══ Records supplied
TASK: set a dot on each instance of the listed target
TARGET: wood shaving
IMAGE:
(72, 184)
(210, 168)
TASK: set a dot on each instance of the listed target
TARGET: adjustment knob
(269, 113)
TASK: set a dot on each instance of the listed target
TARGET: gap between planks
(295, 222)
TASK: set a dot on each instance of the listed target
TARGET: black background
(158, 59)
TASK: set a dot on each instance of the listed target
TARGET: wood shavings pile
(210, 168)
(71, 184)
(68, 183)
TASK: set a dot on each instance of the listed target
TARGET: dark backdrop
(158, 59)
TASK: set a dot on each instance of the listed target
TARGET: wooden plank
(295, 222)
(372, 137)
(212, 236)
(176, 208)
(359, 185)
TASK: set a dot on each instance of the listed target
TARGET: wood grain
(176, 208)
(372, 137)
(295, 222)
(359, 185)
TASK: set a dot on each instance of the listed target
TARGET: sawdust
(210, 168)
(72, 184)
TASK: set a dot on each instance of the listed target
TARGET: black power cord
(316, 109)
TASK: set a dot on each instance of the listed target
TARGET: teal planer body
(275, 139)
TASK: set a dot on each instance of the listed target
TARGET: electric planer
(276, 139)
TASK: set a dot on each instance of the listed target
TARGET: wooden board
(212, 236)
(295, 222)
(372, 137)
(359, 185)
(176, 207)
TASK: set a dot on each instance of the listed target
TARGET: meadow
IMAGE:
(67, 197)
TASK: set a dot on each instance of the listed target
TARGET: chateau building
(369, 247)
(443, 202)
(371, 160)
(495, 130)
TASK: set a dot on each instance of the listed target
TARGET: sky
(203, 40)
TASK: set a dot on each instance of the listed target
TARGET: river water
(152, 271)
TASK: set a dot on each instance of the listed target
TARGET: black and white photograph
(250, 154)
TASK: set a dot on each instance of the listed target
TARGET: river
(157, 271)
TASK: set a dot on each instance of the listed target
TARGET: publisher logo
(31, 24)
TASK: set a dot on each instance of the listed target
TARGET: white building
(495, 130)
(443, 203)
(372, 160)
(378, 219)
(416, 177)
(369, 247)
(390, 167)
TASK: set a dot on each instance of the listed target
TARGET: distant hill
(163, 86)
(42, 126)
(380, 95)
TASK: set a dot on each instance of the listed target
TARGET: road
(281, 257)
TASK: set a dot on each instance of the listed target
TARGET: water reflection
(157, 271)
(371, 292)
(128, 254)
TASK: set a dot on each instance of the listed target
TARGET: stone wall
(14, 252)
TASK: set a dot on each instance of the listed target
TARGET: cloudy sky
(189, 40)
════
* [What needs to be done]:
In full and unchanged, repeat the data above.

* [Answer for this exercise]:
TASK: set a dot on each instance of the listed target
TARGET: wood shaving
IMAGE:
(72, 184)
(210, 168)
TASK: set a dot on each instance of the listed target
TARGET: adjustment knob
(269, 113)
TASK: set a dot on each instance of the listed target
TARGET: gap between planks
(295, 222)
TASK: set a dot on each instance of the listed target
TARGET: black background
(158, 59)
TASK: set a dot on each instance of the listed target
TARGET: wood shavings pile
(210, 168)
(71, 184)
(68, 183)
TASK: set a dot on each instance of the listed target
TARGET: dark backdrop
(158, 59)
TASK: set a dot on each instance of the listed target
TARGET: wooden plank
(295, 222)
(372, 137)
(212, 236)
(176, 208)
(359, 185)
TASK: set a dot on each instance of the listed target
TARGET: wood grain
(176, 208)
(372, 137)
(295, 222)
(359, 185)
TASK: set a dot on each instance of the listed target
TARGET: sawdust
(210, 168)
(72, 184)
TASK: set a dot on each instance of the listed target
TARGET: black power cord
(316, 109)
TASK: set a dot on each instance of the listed target
TARGET: teal planer body
(275, 139)
TASK: set a dot on each instance of the listed target
TARGET: electric planer
(276, 139)
TASK: set a dot on each instance of the listed target
TARGET: wooden board
(212, 236)
(295, 222)
(372, 137)
(359, 185)
(176, 207)
TASK: set a dot on each instance of the listed target
TARGET: meadow
IMAGE:
(67, 197)
TASK: set a dot on each instance of the listed target
TARGET: chateau building
(369, 247)
(443, 202)
(371, 160)
(495, 130)
TASK: set a dot on each instance of the listed target
TARGET: sky
(203, 40)
TASK: set a dot on each instance of the listed target
TARGET: river water
(152, 271)
TASK: set a dot on each instance of the listed target
TARGET: black and white photograph
(250, 154)
TASK: set a dot on each instance of the listed target
TARGET: river
(157, 271)
TASK: set a dot on each instance of the listed target
TARGET: publisher logo
(31, 24)
TASK: set a dot on each instance of the listed target
TARGET: white building
(495, 130)
(443, 203)
(372, 160)
(378, 219)
(416, 177)
(369, 247)
(390, 167)
TASK: set a dot on each instance of the listed target
TARGET: distant hill
(163, 86)
(42, 126)
(380, 95)
TASK: set a dot on each instance of the listed target
TARGET: road
(281, 257)
TASK: set a dot on each instance of the listed target
TARGET: water reflection
(157, 271)
(371, 292)
(128, 254)
TASK: set a dot on each instance of the listed target
TARGET: stone wall
(14, 252)
TASK: set a dot on each instance of the listed target
TARGET: cloudy sky
(189, 40)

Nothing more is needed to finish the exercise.